* **DOCUMENT EXCERPT**
Biodiversity

ACT Waterford - biodiversity
All the issues such as biodiversity, habitat loss, and sustainable agriculture, can be explored through the lens of water.

In order to give the project an immediate focus, water and river systems will be the central theme. 

Explorations will begin with local water and river systems but will  expand to include their catchment areas. These explorations will include coastal areas, estuaries, lakes, streams, springs, bogs and peatlands, reed beds, fens, salt marshes, flood plains, wet alluvial woodlands etc.

Increasing the planting of trees, and increasing renewable energy sources are some of the most well-known strategies to tackle climate change, yet in the popular imagination restoration of water and river systems is often overlooked. Restoring river systems and their habitats can drive change across the entire catchment area. River restoration contributes to biodiversity and can include things such as re-meandering, creating green natural river banks, removal of man-made obstructions to open up habitats for migratory fish, planting of trees which provide shade and reduce water temperatures, restoring upland wetlands to increase water storage and assist the prevention of flooding etc.

The community selected is Kilmacthomas and the creative appointed is Kieran McBride.

Kieran McBride
Creative

Kieran McBride

Kieran McBride is an interdisciplinary artist based in Waterford whose arts practice incorporates film making, set design, script writing, performance, and the visual arts.

* **TASKS**
a. Reproduce the portion of the ACT Waterford biodiversity text that begins with the words containing "ACT Waterford - biodiversity" and ends with "lens of water.".
b. Continue the ACT Waterford biodiversity text from the point at which it stops.

* **RAW DATA**
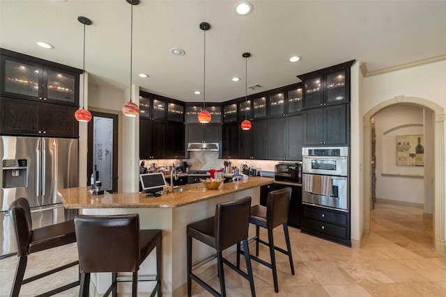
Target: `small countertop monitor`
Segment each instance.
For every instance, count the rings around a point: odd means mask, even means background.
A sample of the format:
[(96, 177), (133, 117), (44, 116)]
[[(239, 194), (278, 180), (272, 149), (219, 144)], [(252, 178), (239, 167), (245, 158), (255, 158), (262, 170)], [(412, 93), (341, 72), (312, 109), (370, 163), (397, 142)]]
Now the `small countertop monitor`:
[(145, 173), (139, 175), (139, 180), (143, 193), (155, 193), (169, 186), (162, 172)]

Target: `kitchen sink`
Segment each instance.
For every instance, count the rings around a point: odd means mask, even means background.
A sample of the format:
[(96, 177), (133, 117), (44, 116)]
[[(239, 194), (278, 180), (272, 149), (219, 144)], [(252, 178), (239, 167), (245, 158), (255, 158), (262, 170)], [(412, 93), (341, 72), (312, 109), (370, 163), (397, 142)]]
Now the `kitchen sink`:
[(187, 189), (184, 188), (174, 188), (174, 193), (184, 192), (185, 191), (187, 191)]

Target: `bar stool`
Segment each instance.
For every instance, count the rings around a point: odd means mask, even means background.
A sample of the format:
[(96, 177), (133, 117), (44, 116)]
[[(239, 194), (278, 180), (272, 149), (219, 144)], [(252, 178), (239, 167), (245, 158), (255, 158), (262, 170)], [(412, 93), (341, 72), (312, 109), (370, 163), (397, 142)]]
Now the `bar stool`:
[[(269, 267), (272, 270), (272, 279), (274, 280), (274, 291), (279, 292), (279, 285), (277, 284), (277, 269), (276, 268), (276, 259), (275, 250), (288, 255), (290, 266), (291, 267), (291, 274), (294, 275), (294, 265), (293, 264), (293, 255), (291, 255), (291, 248), (290, 245), (290, 236), (288, 232), (288, 211), (291, 198), (291, 188), (288, 187), (277, 191), (273, 191), (268, 193), (266, 202), (266, 207), (261, 205), (254, 205), (251, 207), (251, 216), (249, 223), (256, 225), (256, 255), (251, 255), (253, 260)], [(285, 234), (285, 241), (286, 242), (286, 249), (283, 250), (274, 246), (272, 238), (272, 230), (279, 225), (284, 226), (284, 234)], [(263, 227), (268, 230), (268, 242), (261, 240), (259, 237), (259, 228)], [(270, 255), (271, 263), (259, 259), (259, 243), (263, 243), (270, 248)], [(240, 264), (240, 254), (241, 253), (240, 243), (237, 245), (238, 252), (237, 254), (237, 266)], [(245, 248), (243, 248), (245, 250)]]
[(139, 230), (137, 214), (114, 216), (84, 216), (75, 218), (77, 251), (81, 270), (79, 296), (89, 296), (90, 273), (112, 273), (112, 284), (104, 296), (118, 292), (118, 272), (132, 272), (132, 296), (137, 296), (139, 266), (156, 248), (156, 275), (147, 281), (156, 282), (151, 296), (161, 290), (162, 231)]
[[(248, 280), (251, 286), (251, 294), (253, 297), (256, 296), (247, 242), (250, 208), (251, 197), (249, 196), (234, 201), (218, 203), (215, 207), (215, 216), (187, 225), (188, 296), (192, 295), (192, 280), (215, 296), (226, 296), (223, 263)], [(192, 238), (217, 250), (217, 266), (220, 279), (221, 294), (192, 273)], [(230, 246), (236, 243), (240, 244), (240, 241), (243, 242), (247, 274), (224, 258), (222, 253), (224, 250)]]
[[(14, 233), (15, 234), (15, 240), (18, 248), (17, 256), (20, 257), (14, 280), (13, 281), (10, 297), (19, 296), (22, 284), (79, 264), (79, 261), (75, 261), (24, 280), (23, 277), (26, 269), (28, 255), (33, 252), (76, 242), (75, 224), (73, 220), (71, 220), (33, 230), (29, 202), (24, 198), (20, 198), (11, 203), (9, 207), (9, 215), (11, 217), (14, 227)], [(79, 280), (77, 280), (76, 282), (49, 291), (39, 296), (50, 296), (55, 295), (78, 286), (79, 284)]]

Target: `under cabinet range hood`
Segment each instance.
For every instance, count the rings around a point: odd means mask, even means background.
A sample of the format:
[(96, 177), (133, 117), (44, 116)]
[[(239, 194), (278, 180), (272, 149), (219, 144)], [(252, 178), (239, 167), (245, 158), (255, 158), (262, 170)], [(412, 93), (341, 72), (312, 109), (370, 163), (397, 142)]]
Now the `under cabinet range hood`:
[(188, 152), (218, 152), (218, 143), (189, 143)]

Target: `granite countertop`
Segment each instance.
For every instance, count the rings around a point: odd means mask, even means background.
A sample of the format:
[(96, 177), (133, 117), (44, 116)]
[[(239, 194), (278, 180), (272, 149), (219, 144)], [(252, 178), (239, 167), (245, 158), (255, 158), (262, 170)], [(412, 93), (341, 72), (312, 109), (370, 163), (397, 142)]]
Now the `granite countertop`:
[(57, 195), (67, 209), (179, 207), (273, 182), (274, 179), (270, 177), (249, 177), (245, 181), (223, 184), (217, 190), (209, 190), (201, 183), (192, 184), (180, 186), (187, 191), (155, 198), (146, 198), (146, 194), (139, 193), (112, 194), (105, 192), (96, 196), (89, 193), (90, 187), (88, 186), (59, 189)]

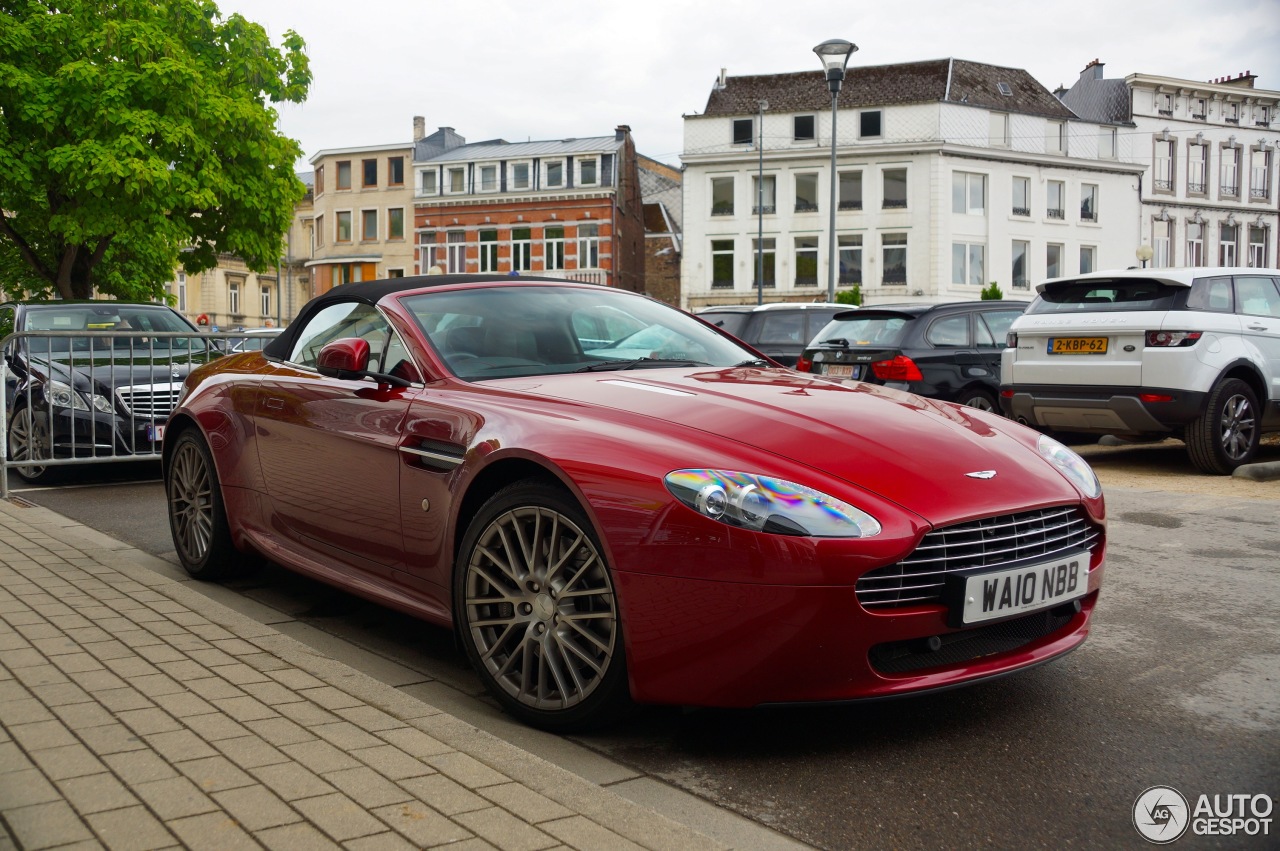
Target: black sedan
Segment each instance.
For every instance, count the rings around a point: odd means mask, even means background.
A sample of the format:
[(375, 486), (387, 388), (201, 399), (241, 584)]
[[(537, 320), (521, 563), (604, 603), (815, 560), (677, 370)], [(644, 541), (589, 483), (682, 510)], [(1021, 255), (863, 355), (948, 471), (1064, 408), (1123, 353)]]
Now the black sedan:
[(182, 380), (218, 353), (182, 314), (152, 303), (0, 305), (9, 461), (47, 481), (61, 458), (159, 458)]
[(796, 369), (997, 411), (1000, 352), (1025, 302), (878, 305), (837, 314)]

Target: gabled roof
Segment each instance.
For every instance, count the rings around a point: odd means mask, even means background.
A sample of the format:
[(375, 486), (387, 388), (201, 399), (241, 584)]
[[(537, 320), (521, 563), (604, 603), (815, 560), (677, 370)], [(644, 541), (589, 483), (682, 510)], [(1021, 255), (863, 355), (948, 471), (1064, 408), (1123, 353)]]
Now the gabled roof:
[[(1000, 83), (1009, 87), (1004, 95)], [(727, 77), (713, 88), (705, 115), (753, 115), (760, 100), (771, 113), (831, 109), (831, 91), (820, 70)], [(964, 59), (932, 59), (897, 65), (864, 65), (845, 72), (840, 107), (897, 104), (968, 104), (983, 109), (1073, 118), (1052, 92), (1021, 68), (1001, 68)]]

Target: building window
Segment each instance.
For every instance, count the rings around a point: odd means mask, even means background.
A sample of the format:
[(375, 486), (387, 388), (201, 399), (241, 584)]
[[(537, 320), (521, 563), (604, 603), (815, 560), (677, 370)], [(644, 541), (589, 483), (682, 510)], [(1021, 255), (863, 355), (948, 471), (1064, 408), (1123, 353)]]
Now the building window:
[(876, 139), (884, 134), (883, 113), (878, 109), (863, 110), (858, 114), (858, 138)]
[(884, 169), (884, 200), (881, 206), (886, 210), (906, 207), (906, 169)]
[(1234, 266), (1239, 256), (1240, 229), (1234, 224), (1224, 224), (1217, 234), (1217, 265)]
[(772, 174), (765, 174), (762, 180), (751, 177), (751, 215), (774, 214), (778, 211), (778, 179)]
[(1093, 183), (1080, 184), (1080, 221), (1098, 220), (1098, 187)]
[(480, 232), (480, 271), (498, 271), (498, 232)]
[(733, 215), (733, 178), (712, 178), (712, 215)]
[(467, 170), (463, 168), (448, 169), (445, 177), (449, 180), (449, 193), (458, 195), (467, 191)]
[(577, 227), (577, 267), (600, 267), (600, 225), (580, 224)]
[(796, 212), (818, 211), (818, 175), (796, 175)]
[(511, 182), (508, 184), (511, 189), (527, 189), (529, 188), (529, 163), (513, 163), (511, 165)]
[(796, 237), (796, 287), (818, 285), (818, 237)]
[(861, 171), (841, 171), (840, 173), (840, 209), (841, 210), (861, 210), (863, 209), (863, 173)]
[(1198, 221), (1187, 223), (1187, 265), (1204, 265), (1204, 225)]
[(1062, 246), (1056, 242), (1051, 242), (1044, 246), (1044, 276), (1062, 276)]
[(461, 275), (467, 270), (467, 232), (449, 230), (444, 234), (447, 273)]
[(1187, 193), (1204, 195), (1208, 191), (1208, 145), (1192, 142), (1187, 148)]
[(712, 289), (733, 288), (733, 241), (712, 239)]
[(534, 239), (529, 228), (511, 229), (511, 267), (516, 271), (534, 267)]
[(837, 239), (841, 284), (863, 283), (863, 234), (847, 234)]
[(1094, 246), (1080, 246), (1080, 274), (1088, 274), (1098, 267), (1098, 250)]
[(1044, 218), (1066, 219), (1066, 183), (1050, 180), (1046, 184)]
[(564, 186), (564, 163), (563, 160), (554, 160), (547, 163), (547, 188), (558, 189)]
[(1014, 215), (1029, 216), (1032, 214), (1030, 178), (1014, 178)]
[[(760, 248), (764, 251), (760, 251)], [(764, 285), (776, 287), (777, 279), (773, 274), (773, 260), (777, 253), (777, 241), (772, 237), (769, 239), (753, 239), (751, 241), (751, 285), (759, 287), (760, 279), (756, 276), (760, 273), (760, 257), (764, 257)]]
[(906, 283), (906, 234), (886, 233), (881, 237), (881, 282)]
[(987, 215), (987, 175), (968, 171), (951, 173), (951, 212)]
[(1262, 269), (1267, 265), (1267, 229), (1249, 225), (1249, 265)]
[(1014, 265), (1010, 270), (1014, 279), (1014, 289), (1030, 289), (1032, 282), (1027, 274), (1027, 257), (1030, 256), (1032, 243), (1025, 239), (1014, 239)]
[(951, 243), (951, 283), (984, 285), (987, 278), (987, 246), (975, 242)]
[(1116, 159), (1116, 128), (1103, 127), (1098, 132), (1098, 159), (1100, 160)]
[(991, 113), (987, 142), (992, 147), (1009, 147), (1009, 113)]
[(543, 229), (543, 269), (556, 271), (564, 267), (564, 228)]
[(1174, 223), (1156, 219), (1151, 224), (1151, 265), (1155, 269), (1169, 269), (1172, 265)]
[(1254, 150), (1249, 169), (1249, 201), (1271, 197), (1271, 151)]

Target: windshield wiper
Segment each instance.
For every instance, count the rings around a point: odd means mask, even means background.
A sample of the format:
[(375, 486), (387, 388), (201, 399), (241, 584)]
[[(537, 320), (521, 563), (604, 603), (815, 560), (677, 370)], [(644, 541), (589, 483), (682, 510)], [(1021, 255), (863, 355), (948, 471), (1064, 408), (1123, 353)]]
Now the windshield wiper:
[(703, 361), (686, 361), (684, 358), (666, 357), (636, 357), (630, 361), (605, 361), (603, 363), (589, 363), (580, 366), (575, 372), (607, 372), (609, 370), (636, 370), (649, 366), (710, 366)]

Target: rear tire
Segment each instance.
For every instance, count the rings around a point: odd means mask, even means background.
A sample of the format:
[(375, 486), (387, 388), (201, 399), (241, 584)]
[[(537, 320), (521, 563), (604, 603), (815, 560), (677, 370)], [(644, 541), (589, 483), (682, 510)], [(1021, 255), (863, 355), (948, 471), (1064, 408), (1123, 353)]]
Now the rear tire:
[(1240, 379), (1219, 381), (1187, 426), (1187, 452), (1201, 472), (1229, 475), (1258, 452), (1258, 398)]

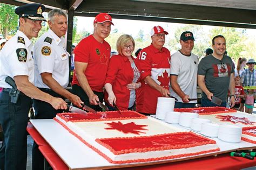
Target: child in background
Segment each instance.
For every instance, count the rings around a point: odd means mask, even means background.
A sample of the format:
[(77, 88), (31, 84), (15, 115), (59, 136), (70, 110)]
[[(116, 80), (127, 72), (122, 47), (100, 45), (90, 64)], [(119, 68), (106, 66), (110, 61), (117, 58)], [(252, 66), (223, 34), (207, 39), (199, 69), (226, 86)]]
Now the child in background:
[(235, 104), (232, 109), (238, 110), (240, 104), (241, 103), (241, 98), (244, 97), (245, 92), (242, 87), (240, 86), (240, 77), (237, 76), (234, 78), (235, 80)]
[(254, 95), (253, 89), (248, 89), (247, 94), (245, 94), (245, 112), (251, 114), (253, 110), (253, 104), (254, 98), (256, 96)]

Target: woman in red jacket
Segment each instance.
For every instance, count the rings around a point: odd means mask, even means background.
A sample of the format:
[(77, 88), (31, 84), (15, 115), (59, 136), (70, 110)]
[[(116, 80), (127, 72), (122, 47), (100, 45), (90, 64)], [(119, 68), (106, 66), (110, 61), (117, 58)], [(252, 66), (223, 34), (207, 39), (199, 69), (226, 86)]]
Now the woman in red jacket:
[(135, 47), (133, 38), (124, 34), (117, 41), (118, 55), (110, 59), (105, 88), (107, 94), (105, 101), (110, 110), (113, 102), (120, 110), (132, 110), (135, 103), (135, 90), (140, 87), (139, 66), (132, 53)]

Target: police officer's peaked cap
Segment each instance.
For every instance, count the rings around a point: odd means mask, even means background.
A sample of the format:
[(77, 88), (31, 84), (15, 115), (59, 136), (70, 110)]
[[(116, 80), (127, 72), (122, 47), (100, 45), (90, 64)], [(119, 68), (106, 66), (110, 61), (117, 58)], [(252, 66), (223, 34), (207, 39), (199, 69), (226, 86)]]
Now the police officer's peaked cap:
[(45, 10), (45, 7), (40, 4), (29, 4), (18, 7), (15, 9), (15, 13), (19, 17), (28, 17), (32, 20), (46, 21), (42, 15)]

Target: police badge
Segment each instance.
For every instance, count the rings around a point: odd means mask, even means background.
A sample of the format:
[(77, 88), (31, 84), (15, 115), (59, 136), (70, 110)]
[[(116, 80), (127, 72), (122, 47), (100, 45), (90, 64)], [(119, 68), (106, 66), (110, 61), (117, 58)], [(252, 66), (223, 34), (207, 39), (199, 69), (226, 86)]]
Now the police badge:
[(16, 49), (16, 53), (19, 61), (26, 61), (28, 52), (26, 48), (18, 48)]
[(44, 55), (50, 55), (51, 53), (51, 48), (48, 46), (43, 46), (42, 48), (41, 53)]

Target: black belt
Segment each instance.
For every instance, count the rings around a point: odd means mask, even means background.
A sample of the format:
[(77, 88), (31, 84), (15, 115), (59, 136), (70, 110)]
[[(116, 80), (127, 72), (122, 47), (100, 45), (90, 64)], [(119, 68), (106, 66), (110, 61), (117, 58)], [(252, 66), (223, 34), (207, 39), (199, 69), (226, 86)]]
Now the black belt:
[(3, 91), (8, 91), (8, 92), (9, 92), (10, 90), (11, 90), (11, 89), (3, 88)]
[[(3, 91), (6, 91), (6, 92), (10, 92), (11, 91), (11, 89), (5, 89), (5, 88), (3, 88)], [(25, 95), (24, 93), (19, 91), (19, 94), (22, 95)]]

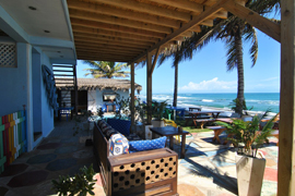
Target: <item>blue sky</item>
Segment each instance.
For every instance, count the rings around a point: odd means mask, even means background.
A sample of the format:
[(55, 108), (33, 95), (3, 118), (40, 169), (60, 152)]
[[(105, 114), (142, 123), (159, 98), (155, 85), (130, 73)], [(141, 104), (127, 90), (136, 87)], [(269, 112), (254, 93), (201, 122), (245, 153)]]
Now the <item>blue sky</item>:
[[(249, 44), (244, 45), (245, 93), (280, 93), (281, 45), (259, 30), (258, 41), (259, 53), (253, 68), (249, 58)], [(160, 68), (157, 65), (153, 73), (153, 94), (173, 94), (172, 60), (165, 61)], [(78, 77), (85, 77), (83, 69), (86, 68), (88, 65), (78, 61)], [(178, 72), (179, 94), (237, 91), (237, 70), (226, 71), (226, 48), (222, 41), (211, 41), (194, 52), (192, 60), (179, 63)], [(135, 83), (142, 85), (141, 94), (146, 94), (146, 66), (135, 69)]]

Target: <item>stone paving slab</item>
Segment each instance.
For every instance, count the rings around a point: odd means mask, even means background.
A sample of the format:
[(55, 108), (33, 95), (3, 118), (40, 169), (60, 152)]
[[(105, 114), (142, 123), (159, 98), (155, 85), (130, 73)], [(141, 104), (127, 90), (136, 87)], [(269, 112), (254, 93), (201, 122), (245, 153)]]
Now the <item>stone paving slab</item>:
[[(51, 189), (52, 179), (64, 174), (74, 175), (81, 167), (94, 163), (92, 147), (84, 146), (85, 138), (88, 138), (87, 133), (79, 133), (73, 137), (73, 121), (58, 122), (55, 131), (43, 139), (36, 149), (19, 157), (13, 164), (27, 164), (28, 167), (21, 171), (13, 170), (15, 173), (12, 172), (11, 176), (0, 176), (0, 195), (56, 195)], [(178, 160), (178, 193), (180, 196), (237, 194), (235, 151), (229, 144), (212, 143), (213, 136), (213, 132), (205, 132), (187, 137), (186, 157)], [(275, 140), (278, 142), (276, 138), (270, 138), (271, 143), (261, 149), (267, 159), (262, 196), (276, 194), (278, 146), (275, 146)], [(179, 154), (179, 144), (175, 145), (175, 151)], [(15, 176), (22, 179), (27, 176), (27, 173), (34, 177), (34, 172), (39, 171), (48, 174), (34, 185), (15, 183), (13, 179)], [(12, 180), (19, 187), (8, 186)], [(95, 185), (95, 195), (105, 196), (99, 182), (97, 181)]]

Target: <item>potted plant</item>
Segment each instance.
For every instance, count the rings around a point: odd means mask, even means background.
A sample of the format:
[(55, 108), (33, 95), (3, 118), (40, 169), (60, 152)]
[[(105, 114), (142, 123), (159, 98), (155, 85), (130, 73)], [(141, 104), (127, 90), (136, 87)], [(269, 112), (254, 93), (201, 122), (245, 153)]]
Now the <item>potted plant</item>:
[(161, 102), (152, 101), (152, 107), (150, 109), (150, 112), (151, 112), (152, 118), (153, 118), (152, 125), (154, 127), (164, 126), (163, 115), (164, 115), (164, 111), (165, 111), (166, 107), (167, 107), (167, 100), (161, 101)]
[(95, 180), (93, 180), (94, 174), (92, 164), (88, 168), (84, 166), (80, 169), (80, 173), (76, 173), (73, 177), (59, 175), (58, 181), (52, 180), (52, 189), (56, 191), (59, 196), (95, 195), (93, 192), (95, 184)]
[(258, 154), (258, 148), (271, 135), (273, 117), (259, 131), (260, 121), (268, 114), (267, 111), (262, 117), (255, 115), (251, 121), (233, 119), (231, 124), (216, 122), (216, 124), (227, 128), (228, 140), (236, 147), (236, 170), (238, 181), (238, 195), (260, 195), (266, 159), (262, 154)]

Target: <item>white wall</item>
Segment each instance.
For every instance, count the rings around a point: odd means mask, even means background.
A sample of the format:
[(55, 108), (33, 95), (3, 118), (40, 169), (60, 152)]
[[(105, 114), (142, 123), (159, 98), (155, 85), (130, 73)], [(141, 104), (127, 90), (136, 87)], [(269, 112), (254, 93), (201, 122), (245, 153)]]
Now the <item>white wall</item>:
[(88, 106), (87, 110), (91, 110), (93, 112), (97, 111), (97, 108), (99, 108), (105, 101), (103, 101), (103, 94), (105, 93), (117, 93), (120, 95), (120, 97), (127, 99), (129, 97), (129, 91), (123, 90), (117, 90), (114, 91), (113, 89), (103, 89), (103, 90), (88, 90)]
[[(45, 64), (52, 71), (52, 64), (50, 63), (49, 58), (46, 54), (42, 54), (42, 64)], [(45, 83), (42, 78), (42, 130), (43, 130), (43, 136), (47, 137), (49, 133), (55, 128), (54, 126), (54, 109), (49, 106), (49, 99), (47, 97)]]

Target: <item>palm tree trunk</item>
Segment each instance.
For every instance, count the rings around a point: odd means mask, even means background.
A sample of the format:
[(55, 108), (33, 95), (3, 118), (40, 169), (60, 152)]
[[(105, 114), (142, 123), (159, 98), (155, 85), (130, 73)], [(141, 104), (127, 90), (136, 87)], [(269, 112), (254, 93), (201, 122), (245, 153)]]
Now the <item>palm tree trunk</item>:
[(175, 64), (175, 77), (174, 77), (174, 98), (173, 106), (177, 107), (177, 88), (178, 88), (178, 63)]
[(243, 42), (241, 42), (241, 34), (238, 30), (235, 36), (236, 49), (237, 49), (237, 75), (238, 75), (238, 89), (237, 89), (237, 113), (243, 114), (243, 106), (244, 106), (244, 62), (243, 62)]

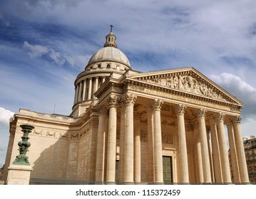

* **WRITTEN RESPONSES**
a.
ACT Waterford - biodiversity
All the issues such as biodiversity, habitat loss, and sustainable agriculture, can be explored through the lens of water.

b.
His theatre training took place at the Samuel Beckett Centre in Trinity College, Dublin and he followed this with an MFA in Art in the Digital World at NCAD.   His recent theatre work includes an acclaimed set design for Heather by Thomas Eccleshare and performance in the award winning show Men at Play by Brian Burns.  He is currently developing a documentary theatre project with ex-Debenhams workers entitled An Injury to One is an Injury to All.  This aims to give voice to the struggle of the workers as well as the political and legal context of their fight for justice.   He exhibited work in the group show Cycling Through the Rages, curated by Kelly Ratchford, at the Olivier Carnet Gallery, Dublin which explored the issues of urban transport and the challenges faced by cyclists.

Kieran’s arts practice has organically gravitated towards the field of participatory and community based arts and he is committed to the production of work that is socially engaged. Prior to the pandemic he studied community development under Amel Yacef at the CDETB.  He has developed a series of voice and movement workshops for elderly women at the St. Andrews Resource Centre in Dublin and is currently a volunteer at Manor Chillout, a social space for LGBT+ youth run by Waterford Youth Services.